> _PROBLEM TO SOLVE_
Restate every entry word for word.
==== STUDY MATERIAL ====
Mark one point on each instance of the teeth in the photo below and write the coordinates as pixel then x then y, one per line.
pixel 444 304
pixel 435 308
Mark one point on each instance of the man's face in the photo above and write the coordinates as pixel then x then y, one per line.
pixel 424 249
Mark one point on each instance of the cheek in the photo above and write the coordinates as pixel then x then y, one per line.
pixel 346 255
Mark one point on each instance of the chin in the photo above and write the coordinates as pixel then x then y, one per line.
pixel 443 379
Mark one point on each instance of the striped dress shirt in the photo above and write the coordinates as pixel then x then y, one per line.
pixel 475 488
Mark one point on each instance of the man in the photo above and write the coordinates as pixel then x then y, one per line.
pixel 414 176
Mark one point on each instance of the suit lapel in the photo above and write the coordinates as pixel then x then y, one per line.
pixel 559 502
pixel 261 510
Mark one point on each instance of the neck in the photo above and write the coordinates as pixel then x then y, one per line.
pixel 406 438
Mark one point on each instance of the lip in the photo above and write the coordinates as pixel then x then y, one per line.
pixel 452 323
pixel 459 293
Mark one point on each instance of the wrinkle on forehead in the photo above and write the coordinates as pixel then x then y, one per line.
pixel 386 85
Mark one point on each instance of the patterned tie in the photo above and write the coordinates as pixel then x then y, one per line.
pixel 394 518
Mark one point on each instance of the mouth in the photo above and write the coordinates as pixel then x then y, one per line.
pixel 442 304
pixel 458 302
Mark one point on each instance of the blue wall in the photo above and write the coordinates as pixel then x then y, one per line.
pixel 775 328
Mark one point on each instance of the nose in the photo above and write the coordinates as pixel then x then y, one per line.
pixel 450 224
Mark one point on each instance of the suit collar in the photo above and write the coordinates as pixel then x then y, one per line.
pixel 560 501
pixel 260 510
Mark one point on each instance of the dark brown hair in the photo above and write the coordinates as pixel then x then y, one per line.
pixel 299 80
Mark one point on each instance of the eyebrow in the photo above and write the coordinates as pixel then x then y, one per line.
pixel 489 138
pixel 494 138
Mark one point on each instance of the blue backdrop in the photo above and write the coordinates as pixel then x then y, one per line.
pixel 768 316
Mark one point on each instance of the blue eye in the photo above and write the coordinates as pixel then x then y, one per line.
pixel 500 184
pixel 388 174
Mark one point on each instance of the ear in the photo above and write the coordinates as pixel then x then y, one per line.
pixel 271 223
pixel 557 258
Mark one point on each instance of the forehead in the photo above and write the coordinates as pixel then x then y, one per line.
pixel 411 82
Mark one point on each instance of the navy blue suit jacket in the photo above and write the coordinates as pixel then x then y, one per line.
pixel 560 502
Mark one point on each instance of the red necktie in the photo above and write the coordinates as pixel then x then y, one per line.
====
> _ANSWER SPACE_
Mark one point on each instance of the teeth in the photo below and write the coordinates as pixel then x then y, one per line.
pixel 444 304
pixel 435 308
Mark one point on each instance of the man's face in the photo above and write the coordinates as pixel then x then y, one per line.
pixel 424 249
Mark one point on each instance of the cheek in the photo above and write the coordinates as pixel then x then y, one per line.
pixel 346 255
Mark one point on each instance of the chin in the photo above and write the coordinates as pixel then x then y, one per line.
pixel 443 379
Mark one point on each instance of the striped dress shirt in the photo above and write the coordinates as pixel then x then y, one per line.
pixel 475 488
Mark one point on each instance of the man in the photo above and write the coordinates as pixel then x then y, one per line.
pixel 414 176
Mark one point on each instance of the suit lapel in the photo above and write the coordinates as pixel then x then y, one per line.
pixel 559 502
pixel 261 510
Mark one point on each instance of the neck in the photo above and write the coordinates as pixel then x then y, one per line.
pixel 406 438
Mark one point on each instance of the lip in the photo above and write the coordinates as pixel then x then y, one per line.
pixel 452 323
pixel 459 293
Mark one point on each instance of the wrinkle on forehead in the photo above and write the coordinates as pixel then x then y, one per line.
pixel 386 85
Mark one point on each instance of the patterned tie in the photo above and write the coordinates as pixel then x then y, one per line.
pixel 394 518
Mark one point on each instance of the mouth in the photo above and write the coordinates as pixel then x then y, one per line.
pixel 442 304
pixel 458 302
Mark one point on each instance of the blue wall in the photo above and write the coordinates as pixel then x then y, one per line.
pixel 775 328
Mark one point on each instance of the nose in the photo above and write the coordinates as pixel then x then y, one per line.
pixel 450 224
Mark one point on each instance of the suit collar in the photo above and write the coordinates as pixel then x then y, one per line.
pixel 560 501
pixel 260 510
Mark one point on each instance of the dark brown hair in the photo above and write the coordinates as pixel then x then y, one per line.
pixel 299 80
Mark one point on each instance of the eyebrow in the photo above and write the coordinates as pixel then x then y, one per line.
pixel 489 138
pixel 494 138
Mark one point on each instance of the blue backdrop in the photo above and write the coordinates as pixel then x then y, one per line.
pixel 768 316
Mark one point on each instance of the blue eye in the photo above and write the coordinates as pixel then x then y, one per line.
pixel 500 184
pixel 388 174
Mark one point on each instance of the ear in the photo above and write the coordinates as pixel then x then y, one per line.
pixel 271 223
pixel 557 258
Mark one point on each instance of the forehead in the photo above and write the coordinates as pixel then x then y, one per line.
pixel 411 82
Mark one point on each instance of the navy blue suit jacket in the photo above and write the coordinates as pixel then x then y, one per line.
pixel 560 502
Mark one point on each instance of the red necktie in the photo above and write the coordinates as pixel then x then y, one per line.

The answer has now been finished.